## Page extract:

<<<<

With "slash and burn" Republicans goaded by Dominionists and corporations, the compassion of the Democrat may be gone entirely. And the other kind of compassion will be meted out to a select few. 


God help us.




1.The new terminology for Ryan's futuristic "compassion" is INTERGENERATIONAL JUSTICE. (!?)


2. Remember, the Jew was stripped and therefore not recognizable by any particular clothing. Also, Samaritanism and Judaism were very similar Abrahamic religions and shared the tenet of circumcision. 


 - The story of the Good Samaritan poses a conundrum for many in the Christian Right because it is sited as the epitome of compassion by many evangelicals and therefore is something they strive for; however, the Samaritan does not evangelize or proselytize in any way, leaving the audience of the story to wonder why evangelizing is necessary in order to do good.
  
3. In the aftermath of the earthquake in Haiti, a faith-based organization spent $100,000 erecting electronic Bibles (60 loudspeaker systems from which Biblical verses were broadcast) among people who were still not receiving adequate medical treatment. Another example: after the horrendous Asian Tsunami, Jerry Falwell's Thomas Road Baptist Church sent food and clothing, along with 600,000 Christian scripture tracts (the cost of which totaled more than the emergency goods sent). Since the victims were mostly Buddhist and Hindu, the tracts were considered insultingly superfluous and respectfully sent back.

>>>>

## Your objective:
Reproduce the passage word for word, everything from "God help us." down to "tenet of circumcision.". Draw only on the passage above and on nothing outside it.

## Excerpted data:
<<<<

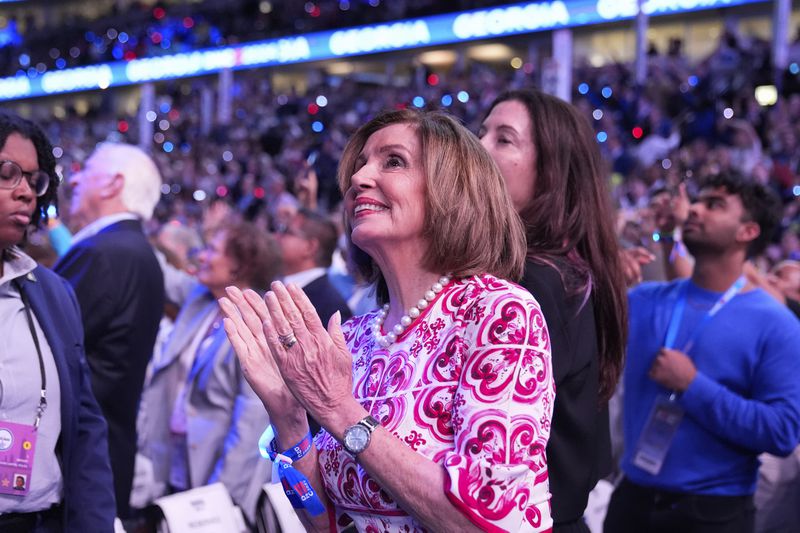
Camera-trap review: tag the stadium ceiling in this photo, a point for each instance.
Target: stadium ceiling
(449, 28)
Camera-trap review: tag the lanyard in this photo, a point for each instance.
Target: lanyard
(43, 397)
(680, 306)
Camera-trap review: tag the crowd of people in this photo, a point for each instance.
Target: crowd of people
(209, 289)
(124, 30)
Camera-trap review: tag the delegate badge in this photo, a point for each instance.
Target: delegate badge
(17, 444)
(657, 435)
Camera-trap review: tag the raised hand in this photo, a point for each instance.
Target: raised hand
(318, 368)
(245, 313)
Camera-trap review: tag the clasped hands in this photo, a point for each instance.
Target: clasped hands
(313, 375)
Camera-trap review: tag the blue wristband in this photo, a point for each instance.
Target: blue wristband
(296, 486)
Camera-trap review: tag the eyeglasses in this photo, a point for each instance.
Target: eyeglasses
(11, 175)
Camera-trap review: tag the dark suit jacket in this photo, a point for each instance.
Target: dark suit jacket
(326, 299)
(120, 289)
(88, 503)
(579, 449)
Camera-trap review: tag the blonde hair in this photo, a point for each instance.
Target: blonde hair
(470, 226)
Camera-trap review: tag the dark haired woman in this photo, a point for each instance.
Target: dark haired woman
(50, 424)
(553, 171)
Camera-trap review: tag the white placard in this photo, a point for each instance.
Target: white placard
(206, 509)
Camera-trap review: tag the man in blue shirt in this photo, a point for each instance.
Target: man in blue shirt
(710, 379)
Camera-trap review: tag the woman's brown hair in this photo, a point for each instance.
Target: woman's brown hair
(255, 252)
(569, 224)
(471, 226)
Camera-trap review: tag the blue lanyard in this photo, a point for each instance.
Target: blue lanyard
(680, 306)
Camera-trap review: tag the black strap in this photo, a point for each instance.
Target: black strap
(43, 398)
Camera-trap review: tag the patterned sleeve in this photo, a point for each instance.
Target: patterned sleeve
(497, 473)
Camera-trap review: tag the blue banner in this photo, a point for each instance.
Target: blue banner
(406, 34)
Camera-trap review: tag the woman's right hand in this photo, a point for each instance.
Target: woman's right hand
(245, 313)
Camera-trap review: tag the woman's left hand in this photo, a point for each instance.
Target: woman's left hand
(318, 368)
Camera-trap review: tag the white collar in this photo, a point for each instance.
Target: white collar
(100, 224)
(304, 277)
(19, 265)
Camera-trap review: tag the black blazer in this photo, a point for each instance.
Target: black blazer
(326, 299)
(579, 449)
(120, 289)
(88, 503)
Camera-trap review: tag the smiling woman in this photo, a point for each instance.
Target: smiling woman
(439, 422)
(52, 402)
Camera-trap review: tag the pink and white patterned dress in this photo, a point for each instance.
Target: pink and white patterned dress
(468, 385)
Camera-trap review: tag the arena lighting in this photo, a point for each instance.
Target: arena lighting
(766, 95)
(436, 30)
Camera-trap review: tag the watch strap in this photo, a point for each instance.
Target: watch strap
(370, 423)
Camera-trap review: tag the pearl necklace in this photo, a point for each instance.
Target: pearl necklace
(386, 340)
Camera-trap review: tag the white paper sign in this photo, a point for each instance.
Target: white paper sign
(206, 509)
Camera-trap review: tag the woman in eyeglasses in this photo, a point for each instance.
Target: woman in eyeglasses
(50, 424)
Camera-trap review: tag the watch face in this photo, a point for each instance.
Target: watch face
(356, 438)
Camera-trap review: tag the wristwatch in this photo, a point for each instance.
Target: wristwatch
(356, 437)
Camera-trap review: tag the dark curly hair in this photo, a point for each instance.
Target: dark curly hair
(760, 203)
(44, 153)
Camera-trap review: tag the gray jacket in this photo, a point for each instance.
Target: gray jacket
(224, 416)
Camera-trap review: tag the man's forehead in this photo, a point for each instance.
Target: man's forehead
(717, 192)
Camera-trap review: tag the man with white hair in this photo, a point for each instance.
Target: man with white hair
(120, 289)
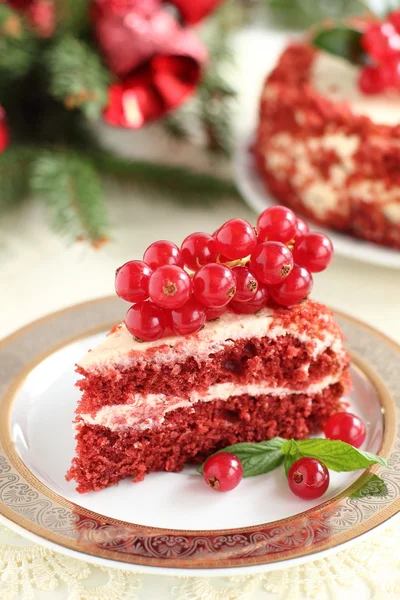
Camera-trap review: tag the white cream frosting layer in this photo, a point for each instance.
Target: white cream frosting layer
(121, 349)
(146, 412)
(337, 79)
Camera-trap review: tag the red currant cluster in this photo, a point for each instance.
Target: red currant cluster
(237, 266)
(382, 42)
(308, 478)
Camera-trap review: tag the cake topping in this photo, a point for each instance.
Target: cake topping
(374, 45)
(238, 267)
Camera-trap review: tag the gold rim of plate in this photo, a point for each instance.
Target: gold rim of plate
(31, 505)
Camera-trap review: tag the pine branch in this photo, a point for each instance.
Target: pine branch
(77, 76)
(72, 191)
(18, 46)
(15, 168)
(183, 183)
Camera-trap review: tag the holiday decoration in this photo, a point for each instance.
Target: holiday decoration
(126, 62)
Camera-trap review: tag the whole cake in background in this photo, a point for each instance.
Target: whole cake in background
(221, 345)
(328, 138)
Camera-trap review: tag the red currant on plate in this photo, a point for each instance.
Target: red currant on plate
(251, 306)
(189, 318)
(214, 313)
(345, 427)
(214, 285)
(162, 253)
(235, 239)
(271, 262)
(198, 249)
(314, 252)
(246, 284)
(170, 287)
(146, 321)
(308, 478)
(277, 224)
(301, 229)
(223, 472)
(132, 281)
(297, 286)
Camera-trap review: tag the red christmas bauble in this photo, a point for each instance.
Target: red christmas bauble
(157, 60)
(193, 11)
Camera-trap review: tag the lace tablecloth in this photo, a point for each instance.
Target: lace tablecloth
(369, 569)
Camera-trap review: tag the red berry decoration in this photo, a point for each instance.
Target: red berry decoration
(132, 281)
(381, 41)
(251, 306)
(301, 229)
(235, 239)
(223, 472)
(246, 284)
(198, 249)
(297, 286)
(371, 80)
(189, 318)
(214, 313)
(277, 224)
(214, 285)
(345, 427)
(170, 287)
(271, 262)
(146, 321)
(163, 253)
(308, 478)
(394, 19)
(314, 252)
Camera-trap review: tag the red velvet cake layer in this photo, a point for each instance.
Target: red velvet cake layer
(104, 457)
(279, 363)
(292, 106)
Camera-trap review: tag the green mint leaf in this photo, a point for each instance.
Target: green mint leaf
(288, 461)
(341, 41)
(337, 455)
(257, 458)
(373, 487)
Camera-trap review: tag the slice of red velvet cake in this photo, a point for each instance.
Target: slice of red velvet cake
(151, 406)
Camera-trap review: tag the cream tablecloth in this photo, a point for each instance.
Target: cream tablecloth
(39, 273)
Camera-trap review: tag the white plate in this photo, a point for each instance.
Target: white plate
(171, 522)
(253, 190)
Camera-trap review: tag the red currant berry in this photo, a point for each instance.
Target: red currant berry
(345, 427)
(277, 224)
(214, 313)
(170, 287)
(132, 281)
(394, 19)
(314, 252)
(271, 262)
(301, 229)
(223, 472)
(371, 80)
(297, 286)
(251, 306)
(381, 41)
(146, 321)
(246, 284)
(308, 478)
(162, 253)
(198, 249)
(189, 318)
(214, 285)
(236, 239)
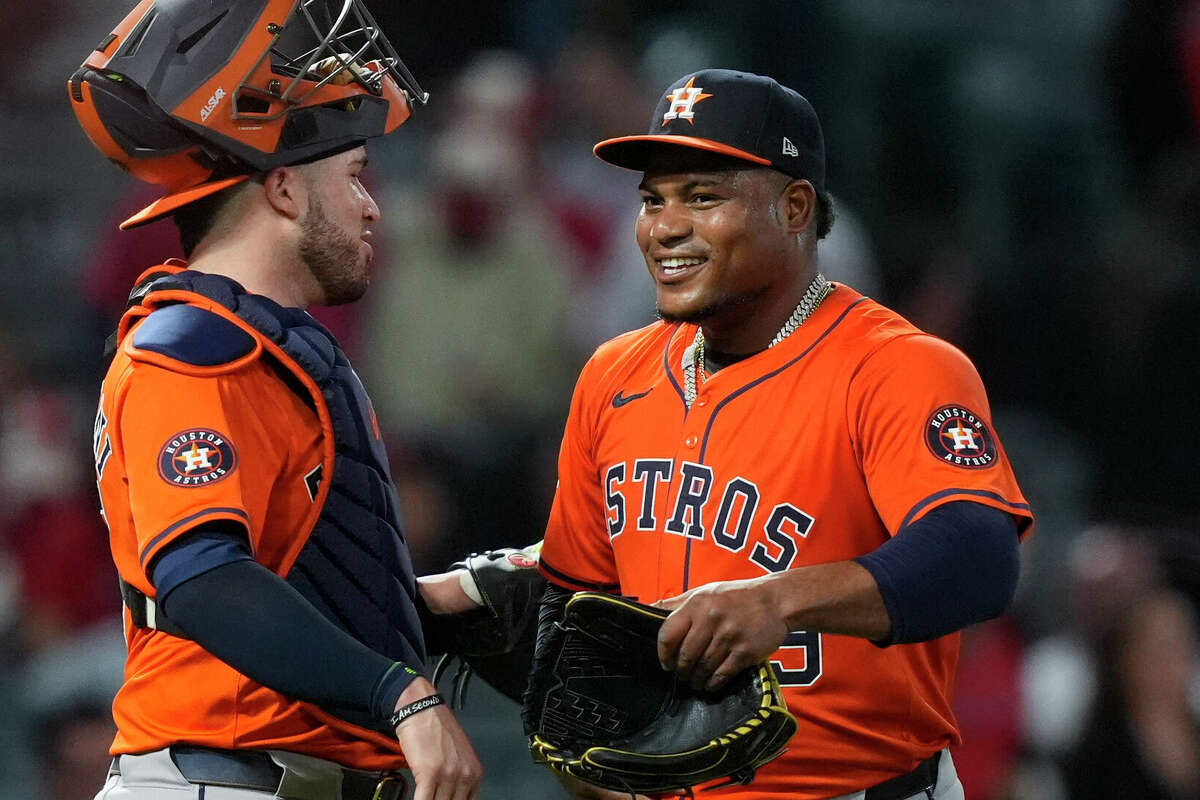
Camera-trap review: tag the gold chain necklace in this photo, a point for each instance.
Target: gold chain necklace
(694, 372)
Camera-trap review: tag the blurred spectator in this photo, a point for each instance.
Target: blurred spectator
(72, 751)
(468, 349)
(987, 704)
(1143, 739)
(51, 522)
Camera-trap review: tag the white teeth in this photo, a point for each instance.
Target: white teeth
(676, 264)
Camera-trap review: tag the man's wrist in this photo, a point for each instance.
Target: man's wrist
(444, 593)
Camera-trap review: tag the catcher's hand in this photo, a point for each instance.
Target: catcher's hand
(601, 709)
(496, 639)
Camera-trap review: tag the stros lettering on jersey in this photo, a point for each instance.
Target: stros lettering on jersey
(816, 450)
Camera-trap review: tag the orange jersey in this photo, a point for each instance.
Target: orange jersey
(180, 445)
(813, 451)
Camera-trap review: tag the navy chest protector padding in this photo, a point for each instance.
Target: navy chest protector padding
(355, 567)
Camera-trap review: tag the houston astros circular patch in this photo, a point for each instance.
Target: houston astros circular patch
(197, 457)
(959, 437)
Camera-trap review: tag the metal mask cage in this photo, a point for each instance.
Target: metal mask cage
(349, 44)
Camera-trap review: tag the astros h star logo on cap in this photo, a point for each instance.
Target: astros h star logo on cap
(682, 100)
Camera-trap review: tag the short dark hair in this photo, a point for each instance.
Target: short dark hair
(825, 215)
(196, 220)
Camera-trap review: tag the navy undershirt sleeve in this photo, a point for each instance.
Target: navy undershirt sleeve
(250, 618)
(955, 566)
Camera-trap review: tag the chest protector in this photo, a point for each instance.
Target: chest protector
(354, 565)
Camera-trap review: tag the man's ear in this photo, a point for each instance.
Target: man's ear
(286, 191)
(799, 205)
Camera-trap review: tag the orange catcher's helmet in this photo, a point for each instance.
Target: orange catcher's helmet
(197, 95)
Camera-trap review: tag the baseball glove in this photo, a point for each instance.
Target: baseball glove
(609, 714)
(495, 641)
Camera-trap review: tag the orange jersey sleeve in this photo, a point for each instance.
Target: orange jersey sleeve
(922, 426)
(191, 452)
(576, 552)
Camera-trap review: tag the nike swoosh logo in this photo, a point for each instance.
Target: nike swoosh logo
(619, 400)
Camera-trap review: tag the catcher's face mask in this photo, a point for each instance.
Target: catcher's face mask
(197, 94)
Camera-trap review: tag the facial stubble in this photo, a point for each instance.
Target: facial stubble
(331, 256)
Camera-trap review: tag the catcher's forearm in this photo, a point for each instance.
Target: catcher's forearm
(251, 619)
(444, 594)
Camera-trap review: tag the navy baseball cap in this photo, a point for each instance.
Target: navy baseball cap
(736, 114)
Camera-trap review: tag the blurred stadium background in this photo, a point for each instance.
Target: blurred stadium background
(1020, 178)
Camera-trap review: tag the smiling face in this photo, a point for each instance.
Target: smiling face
(720, 242)
(336, 228)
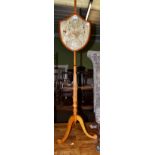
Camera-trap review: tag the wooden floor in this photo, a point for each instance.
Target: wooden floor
(77, 143)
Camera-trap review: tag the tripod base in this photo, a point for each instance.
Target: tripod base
(72, 120)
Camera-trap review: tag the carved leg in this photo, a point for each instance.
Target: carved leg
(69, 125)
(79, 118)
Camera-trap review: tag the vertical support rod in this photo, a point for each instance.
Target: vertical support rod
(75, 6)
(75, 86)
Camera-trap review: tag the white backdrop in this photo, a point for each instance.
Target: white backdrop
(127, 73)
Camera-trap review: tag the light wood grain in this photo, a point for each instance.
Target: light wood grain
(77, 143)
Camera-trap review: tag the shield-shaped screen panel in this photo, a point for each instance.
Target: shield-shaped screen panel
(74, 32)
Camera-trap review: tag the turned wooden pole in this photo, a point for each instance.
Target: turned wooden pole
(75, 86)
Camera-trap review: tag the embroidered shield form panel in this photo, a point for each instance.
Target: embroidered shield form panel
(74, 32)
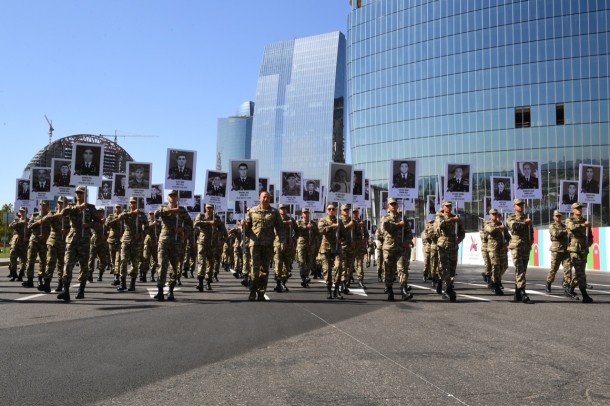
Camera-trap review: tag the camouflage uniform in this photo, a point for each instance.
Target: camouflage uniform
(208, 244)
(581, 238)
(449, 238)
(19, 248)
(559, 254)
(171, 245)
(261, 227)
(396, 239)
(307, 248)
(37, 248)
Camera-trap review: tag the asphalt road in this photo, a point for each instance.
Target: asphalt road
(298, 348)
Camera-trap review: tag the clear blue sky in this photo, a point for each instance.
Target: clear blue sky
(165, 68)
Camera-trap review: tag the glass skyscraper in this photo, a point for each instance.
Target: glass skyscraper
(233, 136)
(299, 111)
(481, 82)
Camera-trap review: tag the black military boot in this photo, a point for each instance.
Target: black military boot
(47, 285)
(116, 281)
(29, 283)
(390, 293)
(123, 285)
(406, 295)
(159, 296)
(132, 284)
(585, 296)
(81, 290)
(170, 295)
(65, 294)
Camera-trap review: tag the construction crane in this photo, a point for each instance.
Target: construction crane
(116, 135)
(51, 129)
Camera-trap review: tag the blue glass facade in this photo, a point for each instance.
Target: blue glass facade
(448, 81)
(299, 111)
(234, 136)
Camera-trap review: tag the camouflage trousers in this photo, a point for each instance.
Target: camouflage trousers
(563, 259)
(19, 253)
(206, 261)
(332, 268)
(76, 250)
(261, 255)
(131, 252)
(521, 257)
(99, 251)
(448, 264)
(169, 254)
(579, 262)
(55, 257)
(498, 259)
(37, 249)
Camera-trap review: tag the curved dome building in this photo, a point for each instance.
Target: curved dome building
(481, 82)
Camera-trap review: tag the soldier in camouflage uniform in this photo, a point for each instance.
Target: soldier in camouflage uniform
(37, 247)
(330, 251)
(448, 227)
(263, 223)
(307, 243)
(379, 254)
(56, 245)
(134, 225)
(151, 245)
(98, 247)
(283, 259)
(581, 238)
(171, 242)
(522, 238)
(497, 244)
(397, 237)
(115, 232)
(559, 254)
(211, 230)
(19, 248)
(82, 217)
(359, 238)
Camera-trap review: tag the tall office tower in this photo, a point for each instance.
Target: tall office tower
(299, 112)
(233, 136)
(481, 82)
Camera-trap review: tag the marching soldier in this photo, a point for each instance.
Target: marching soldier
(173, 220)
(581, 238)
(307, 243)
(522, 238)
(151, 245)
(19, 248)
(497, 243)
(448, 227)
(82, 216)
(210, 231)
(283, 258)
(559, 254)
(56, 246)
(115, 232)
(98, 247)
(397, 237)
(263, 223)
(330, 251)
(37, 247)
(134, 225)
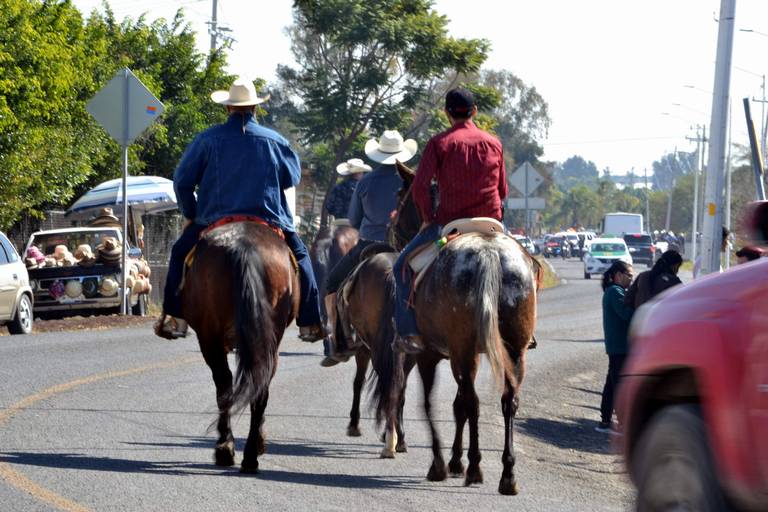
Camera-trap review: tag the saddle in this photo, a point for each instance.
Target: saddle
(422, 258)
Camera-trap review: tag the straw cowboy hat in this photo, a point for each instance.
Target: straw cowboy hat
(105, 217)
(84, 255)
(390, 147)
(352, 166)
(90, 287)
(108, 287)
(73, 288)
(109, 250)
(242, 93)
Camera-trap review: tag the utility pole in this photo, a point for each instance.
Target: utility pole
(713, 192)
(647, 209)
(701, 137)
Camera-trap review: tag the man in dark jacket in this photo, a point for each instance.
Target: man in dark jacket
(652, 282)
(373, 201)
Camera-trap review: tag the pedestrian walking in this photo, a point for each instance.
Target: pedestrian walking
(652, 282)
(616, 317)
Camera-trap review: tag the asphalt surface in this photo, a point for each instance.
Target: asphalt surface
(120, 420)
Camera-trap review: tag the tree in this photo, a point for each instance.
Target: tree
(575, 171)
(47, 143)
(370, 72)
(521, 116)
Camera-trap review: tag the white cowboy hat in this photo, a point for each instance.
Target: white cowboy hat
(352, 166)
(390, 147)
(241, 93)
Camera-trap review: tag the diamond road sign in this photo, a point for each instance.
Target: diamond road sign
(517, 179)
(518, 203)
(125, 107)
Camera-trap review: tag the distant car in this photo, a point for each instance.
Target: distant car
(525, 242)
(15, 293)
(641, 247)
(602, 253)
(693, 398)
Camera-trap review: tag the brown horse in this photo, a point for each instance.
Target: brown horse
(241, 293)
(365, 305)
(478, 296)
(329, 247)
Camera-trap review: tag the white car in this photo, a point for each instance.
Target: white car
(602, 253)
(15, 293)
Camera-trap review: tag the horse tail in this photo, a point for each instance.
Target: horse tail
(256, 341)
(388, 377)
(487, 286)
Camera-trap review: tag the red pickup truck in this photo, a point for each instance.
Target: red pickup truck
(693, 400)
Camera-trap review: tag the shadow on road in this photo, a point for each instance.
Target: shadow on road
(180, 468)
(571, 434)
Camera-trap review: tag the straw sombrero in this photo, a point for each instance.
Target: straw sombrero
(390, 147)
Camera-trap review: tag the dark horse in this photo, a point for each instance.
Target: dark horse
(365, 305)
(329, 247)
(478, 296)
(241, 293)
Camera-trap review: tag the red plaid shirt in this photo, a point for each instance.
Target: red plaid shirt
(468, 165)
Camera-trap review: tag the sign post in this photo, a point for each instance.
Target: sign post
(526, 179)
(137, 108)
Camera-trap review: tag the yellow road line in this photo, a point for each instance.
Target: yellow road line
(24, 484)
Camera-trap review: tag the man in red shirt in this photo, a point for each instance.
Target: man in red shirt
(468, 166)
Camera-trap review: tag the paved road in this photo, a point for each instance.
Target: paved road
(119, 420)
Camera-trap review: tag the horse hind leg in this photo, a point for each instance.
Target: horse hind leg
(471, 405)
(509, 404)
(390, 440)
(362, 358)
(224, 453)
(455, 465)
(427, 365)
(401, 446)
(255, 445)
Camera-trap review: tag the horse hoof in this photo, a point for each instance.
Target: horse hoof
(249, 468)
(473, 477)
(224, 455)
(507, 487)
(456, 469)
(436, 473)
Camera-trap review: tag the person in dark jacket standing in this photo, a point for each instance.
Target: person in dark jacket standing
(237, 168)
(372, 203)
(616, 317)
(341, 195)
(652, 282)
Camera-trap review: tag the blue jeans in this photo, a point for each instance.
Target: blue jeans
(309, 307)
(405, 316)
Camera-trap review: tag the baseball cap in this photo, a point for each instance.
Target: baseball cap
(459, 102)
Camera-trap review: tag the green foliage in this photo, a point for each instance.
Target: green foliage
(371, 72)
(47, 143)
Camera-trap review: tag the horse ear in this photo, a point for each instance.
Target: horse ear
(406, 173)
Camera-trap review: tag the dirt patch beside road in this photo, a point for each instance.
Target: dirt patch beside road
(87, 323)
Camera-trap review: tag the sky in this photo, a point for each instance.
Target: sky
(626, 81)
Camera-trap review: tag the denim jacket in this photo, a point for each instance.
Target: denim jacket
(238, 167)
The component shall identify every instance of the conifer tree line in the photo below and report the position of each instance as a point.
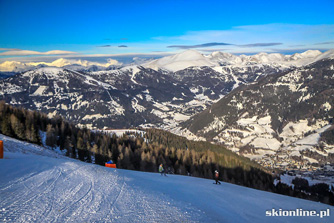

>>>>

## Task result:
God help us.




1.The new terminology for Ryan's futuristic "compassion" is INTERGENERATIONAL JUSTICE. (!?)


2. Remember, the Jew was stripped and therefore not recognizable by any particular clothing. Also, Samaritanism and Judaism were very similar Abrahamic religions and shared the tenet of circumcision.